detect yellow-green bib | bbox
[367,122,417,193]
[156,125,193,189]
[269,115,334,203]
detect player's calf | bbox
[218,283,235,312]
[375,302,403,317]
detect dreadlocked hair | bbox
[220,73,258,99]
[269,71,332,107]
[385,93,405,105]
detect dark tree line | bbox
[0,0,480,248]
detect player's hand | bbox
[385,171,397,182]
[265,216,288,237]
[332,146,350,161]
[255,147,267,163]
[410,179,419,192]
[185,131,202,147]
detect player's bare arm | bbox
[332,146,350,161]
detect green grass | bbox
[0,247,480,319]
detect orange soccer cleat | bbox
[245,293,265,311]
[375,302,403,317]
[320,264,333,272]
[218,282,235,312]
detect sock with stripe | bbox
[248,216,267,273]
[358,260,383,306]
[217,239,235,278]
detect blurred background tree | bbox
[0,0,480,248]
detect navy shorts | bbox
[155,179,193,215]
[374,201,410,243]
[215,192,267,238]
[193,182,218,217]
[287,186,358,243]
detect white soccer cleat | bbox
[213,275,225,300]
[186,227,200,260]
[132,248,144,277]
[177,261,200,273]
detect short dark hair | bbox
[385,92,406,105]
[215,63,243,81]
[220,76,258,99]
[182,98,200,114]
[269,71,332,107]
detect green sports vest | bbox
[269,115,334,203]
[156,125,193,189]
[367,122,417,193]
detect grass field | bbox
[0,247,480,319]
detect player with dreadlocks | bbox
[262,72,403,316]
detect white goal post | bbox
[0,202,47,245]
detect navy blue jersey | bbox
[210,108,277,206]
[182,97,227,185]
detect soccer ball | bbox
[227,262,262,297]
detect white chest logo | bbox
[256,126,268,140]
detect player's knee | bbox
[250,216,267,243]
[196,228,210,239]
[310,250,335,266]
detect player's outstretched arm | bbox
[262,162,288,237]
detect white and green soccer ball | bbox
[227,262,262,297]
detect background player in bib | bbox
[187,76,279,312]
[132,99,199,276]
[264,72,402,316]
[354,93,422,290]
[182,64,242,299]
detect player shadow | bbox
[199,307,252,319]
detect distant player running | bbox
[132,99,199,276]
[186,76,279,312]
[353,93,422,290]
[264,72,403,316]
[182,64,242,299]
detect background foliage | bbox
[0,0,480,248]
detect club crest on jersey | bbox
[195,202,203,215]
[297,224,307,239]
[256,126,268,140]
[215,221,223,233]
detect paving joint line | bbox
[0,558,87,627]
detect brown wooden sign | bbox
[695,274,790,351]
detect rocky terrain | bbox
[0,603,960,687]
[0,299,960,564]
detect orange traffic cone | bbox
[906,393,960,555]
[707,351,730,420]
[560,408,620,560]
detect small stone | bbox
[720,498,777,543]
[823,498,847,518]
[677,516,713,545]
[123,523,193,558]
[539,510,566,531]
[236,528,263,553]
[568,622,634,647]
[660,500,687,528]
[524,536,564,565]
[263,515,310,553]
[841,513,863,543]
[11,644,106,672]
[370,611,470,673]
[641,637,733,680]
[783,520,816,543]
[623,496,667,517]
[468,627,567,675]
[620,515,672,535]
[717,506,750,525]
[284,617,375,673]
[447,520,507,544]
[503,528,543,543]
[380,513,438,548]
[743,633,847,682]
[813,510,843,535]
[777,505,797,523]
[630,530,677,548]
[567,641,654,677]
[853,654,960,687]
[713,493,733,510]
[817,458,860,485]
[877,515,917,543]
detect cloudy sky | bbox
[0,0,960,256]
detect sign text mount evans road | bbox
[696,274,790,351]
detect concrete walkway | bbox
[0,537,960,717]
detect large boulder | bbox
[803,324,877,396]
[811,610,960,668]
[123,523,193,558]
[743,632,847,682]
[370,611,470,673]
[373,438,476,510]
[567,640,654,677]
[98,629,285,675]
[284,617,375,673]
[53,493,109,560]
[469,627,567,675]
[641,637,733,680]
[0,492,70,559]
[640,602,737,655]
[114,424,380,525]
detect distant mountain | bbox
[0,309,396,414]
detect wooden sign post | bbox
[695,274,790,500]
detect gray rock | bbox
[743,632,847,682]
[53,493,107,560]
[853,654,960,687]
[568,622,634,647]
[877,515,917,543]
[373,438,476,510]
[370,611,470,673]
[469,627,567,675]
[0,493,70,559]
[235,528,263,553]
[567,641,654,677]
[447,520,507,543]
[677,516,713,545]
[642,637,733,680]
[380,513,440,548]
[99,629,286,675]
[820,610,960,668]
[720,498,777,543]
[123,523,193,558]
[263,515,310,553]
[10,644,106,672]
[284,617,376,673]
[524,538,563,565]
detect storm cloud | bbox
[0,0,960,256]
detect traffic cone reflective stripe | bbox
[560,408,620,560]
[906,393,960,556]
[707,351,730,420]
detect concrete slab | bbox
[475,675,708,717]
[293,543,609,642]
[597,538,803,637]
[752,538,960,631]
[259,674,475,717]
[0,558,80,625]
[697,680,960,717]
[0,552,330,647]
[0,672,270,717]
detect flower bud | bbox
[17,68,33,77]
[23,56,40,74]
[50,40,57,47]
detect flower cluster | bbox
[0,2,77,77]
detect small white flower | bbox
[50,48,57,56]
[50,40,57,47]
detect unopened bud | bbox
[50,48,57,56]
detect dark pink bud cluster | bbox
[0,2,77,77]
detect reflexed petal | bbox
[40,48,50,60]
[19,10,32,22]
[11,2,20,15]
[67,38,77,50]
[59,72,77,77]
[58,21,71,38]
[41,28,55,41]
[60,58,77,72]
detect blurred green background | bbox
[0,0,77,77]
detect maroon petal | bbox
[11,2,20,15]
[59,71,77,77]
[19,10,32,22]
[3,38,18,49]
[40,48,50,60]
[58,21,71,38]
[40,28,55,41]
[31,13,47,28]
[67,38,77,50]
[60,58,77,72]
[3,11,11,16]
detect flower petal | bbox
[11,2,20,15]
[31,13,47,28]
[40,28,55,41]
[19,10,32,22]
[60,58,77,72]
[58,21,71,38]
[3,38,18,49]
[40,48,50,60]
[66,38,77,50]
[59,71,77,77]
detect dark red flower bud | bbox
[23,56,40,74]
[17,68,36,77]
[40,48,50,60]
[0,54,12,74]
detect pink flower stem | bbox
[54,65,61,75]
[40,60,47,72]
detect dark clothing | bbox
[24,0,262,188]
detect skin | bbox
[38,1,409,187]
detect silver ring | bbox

..........

> [Goal of the exercise]: Arrange all of the lines above as a numbered list, leaving out any blank lines.

> [Result of the task]:
1. detect yellow-green bib | bbox
2. [367,122,417,193]
3. [156,125,193,189]
4. [269,115,334,203]
5. detect player's calf | bbox
6. [218,283,235,312]
7. [375,302,403,317]
8. detect dreadlocked hair | bbox
9. [220,73,258,99]
10. [269,71,332,107]
11. [385,93,405,105]
12. detect dark tree line | bbox
13. [0,0,480,248]
14. detect player's hand | bbox
15. [385,171,397,182]
16. [265,216,288,237]
17. [332,146,350,161]
18. [255,147,267,163]
19. [410,179,419,192]
20. [185,131,202,147]
21. detect player's bare arm | bbox
22. [332,146,350,161]
23. detect green grass | bbox
24. [0,247,480,319]
25. detect orange soccer cleat | bbox
26. [245,293,265,311]
27. [375,302,403,317]
28. [320,264,333,272]
29. [218,282,235,312]
30. detect sock with stripe | bbox
31. [248,216,267,273]
32. [358,260,383,306]
33. [217,239,235,278]
34. detect blurred background tree | bbox
35. [0,0,480,248]
36. detect navy shorts | bbox
37. [155,179,193,215]
38. [374,201,410,243]
39. [215,192,267,238]
40. [193,182,218,217]
41. [287,186,358,243]
42. detect white soccer cleat | bbox
43. [213,275,225,300]
44. [186,227,200,260]
45. [132,248,144,277]
46. [177,261,200,273]
47. detect short dark hair | bbox
48. [385,92,406,105]
49. [215,63,243,81]
50. [220,76,258,99]
51. [182,98,200,114]
52. [269,71,332,107]
53. detect green sports vest | bbox
54. [269,115,334,203]
55. [156,125,193,189]
56. [367,122,417,193]
57. detect grass field | bbox
58. [0,247,480,319]
59. detect player with dreadlocks | bbox
60. [262,72,403,316]
61. detect white goal post | bbox
62. [0,202,47,245]
63. detect navy blue jersey | bbox
64. [210,108,277,206]
65. [182,97,227,185]
66. detect soccer ball | bbox
67. [227,262,262,297]
68. detect white chest logo | bbox
69. [256,126,268,140]
70. detect player's knee | bbox
71. [250,216,267,243]
72. [196,228,210,239]
73. [310,250,335,266]
74. detect player's outstretched arm | bbox
75. [262,162,288,237]
76. detect white and green soccer ball | bbox
77. [227,262,262,297]
78. detect background player in bib | bbox
79. [187,76,279,312]
80. [132,99,199,276]
81. [264,72,402,316]
82. [354,93,422,290]
83. [182,64,242,299]
84. detect player shadow | bbox
85. [199,307,252,319]
86. detect distant player running | bbox
87. [132,99,199,276]
88. [186,76,279,312]
89. [353,93,422,290]
90. [264,72,403,316]
91. [182,64,242,299]
92. detect background foliage | bbox
93. [0,0,480,248]
94. detect club crest on jersey | bbox
95. [195,202,203,215]
96. [297,224,307,239]
97. [256,126,268,140]
98. [215,221,223,233]
99. detect paving joint line | bbox
100. [0,558,87,627]
101. detect brown wooden sign | bbox
102. [695,274,790,351]
103. detect rocky terrain | bbox
104. [0,603,960,687]
105. [0,299,960,564]
106. detect orange traffic cone | bbox
107. [906,393,960,555]
108. [707,351,730,420]
109. [560,408,620,560]
110. detect small stone | bbox
111. [720,498,777,543]
112. [823,498,847,518]
113. [677,516,713,545]
114. [123,523,193,558]
115. [539,510,566,531]
116. [236,528,263,553]
117. [568,622,634,647]
118. [660,500,687,528]
119. [524,536,564,565]
120. [263,515,310,553]
121. [841,513,863,543]
122. [11,644,106,672]
123. [370,611,470,673]
124. [641,637,733,680]
125. [783,520,816,543]
126. [623,496,667,517]
127. [468,627,567,675]
128. [620,515,672,535]
129. [717,506,750,525]
130. [284,617,375,673]
131. [447,520,507,544]
132. [503,528,543,543]
133. [380,513,438,548]
134. [743,633,847,682]
135. [813,510,843,535]
136. [777,505,797,523]
137. [630,530,677,548]
138. [567,641,654,677]
139. [853,654,960,687]
140. [713,493,733,510]
141. [817,458,860,485]
142. [877,515,917,543]
143. detect cloudy sky | bbox
144. [0,0,960,256]
145. detect sign text mount evans road | bbox
146. [696,274,790,351]
147. detect concrete walkway | bbox
148. [0,537,960,717]
149. detect large boulder | bbox
150. [803,324,877,396]
151. [811,610,960,668]
152. [123,523,193,558]
153. [743,632,847,682]
154. [370,611,470,673]
155. [373,438,476,510]
156. [567,640,654,677]
157. [98,629,285,675]
158. [284,617,375,673]
159. [53,493,109,560]
160. [469,627,567,675]
161. [641,637,733,680]
162. [0,492,70,559]
163. [640,602,737,655]
164. [114,424,380,525]
165. detect distant mountain | bbox
166. [0,309,396,414]
167. detect wooden sign post | bbox
168. [695,274,790,500]
169. detect gray rock | bbox
170. [743,632,847,682]
171. [53,493,107,560]
172. [853,654,960,687]
173. [568,622,634,647]
174. [877,515,917,543]
175. [373,438,476,510]
176. [370,611,470,673]
177. [469,627,567,675]
178. [0,493,70,559]
179. [235,528,263,553]
180. [567,641,654,677]
181. [447,520,507,543]
182. [677,516,713,545]
183. [642,637,733,680]
184. [380,513,440,548]
185. [99,629,286,675]
186. [820,610,960,668]
187. [720,498,777,543]
188. [123,523,193,558]
189. [263,515,310,553]
190. [10,644,106,672]
191. [284,617,376,673]
192. [524,538,563,565]
193. detect storm cloud | bbox
194. [0,0,960,256]
195. detect traffic cone reflective stripe | bbox
196. [560,408,620,560]
197. [906,393,960,556]
198. [707,351,730,420]
199. detect concrete slab | bbox
200. [475,675,708,717]
201. [293,543,609,642]
202. [597,538,803,637]
203. [752,538,960,631]
204. [259,674,475,717]
205. [0,558,80,625]
206. [697,680,960,717]
207. [0,552,330,647]
208. [0,672,270,717]
209. detect flower bud | bbox
210. [17,68,33,77]
211. [23,56,40,74]
212. [50,40,57,47]
213. detect flower cluster | bbox
214. [0,2,77,77]
215. detect small white flower | bbox
216. [50,48,57,56]
217. [50,40,57,47]
218. detect unopened bud | bbox
219. [50,48,57,56]
220. detect dark pink bud cluster | bbox
221. [0,2,77,77]
222. detect reflexed petal | bbox
223. [40,48,50,60]
224. [19,10,32,22]
225. [11,2,20,15]
226. [67,38,77,50]
227. [59,72,77,77]
228. [58,21,71,38]
229. [41,28,55,41]
230. [60,58,77,72]
231. detect blurred green background | bbox
232. [0,0,77,77]
233. detect maroon petal | bbox
234. [11,2,20,15]
235. [59,71,77,77]
236. [19,10,32,22]
237. [3,38,18,49]
238. [40,48,50,60]
239. [58,21,71,38]
240. [40,28,55,41]
241. [31,13,47,28]
242. [67,38,77,50]
243. [60,58,77,72]
244. [3,11,11,16]
245. detect flower petal | bbox
246. [11,2,20,15]
247. [31,13,47,28]
248. [40,28,55,41]
249. [19,10,32,22]
250. [60,58,77,72]
251. [58,21,71,38]
252. [3,38,18,49]
253. [40,48,50,60]
254. [66,38,77,50]
255. [59,71,77,77]
256. detect dark red flower bud | bbox
257. [23,56,40,74]
258. [17,68,36,77]
259. [40,48,50,60]
260. [0,54,12,74]
261. detect pink flower stem | bbox
262. [54,65,61,75]
263. [40,60,47,72]
264. detect dark clothing | bbox
265. [24,0,262,188]
266. detect skin | bbox
267. [38,1,409,187]
268. detect silver ring | bbox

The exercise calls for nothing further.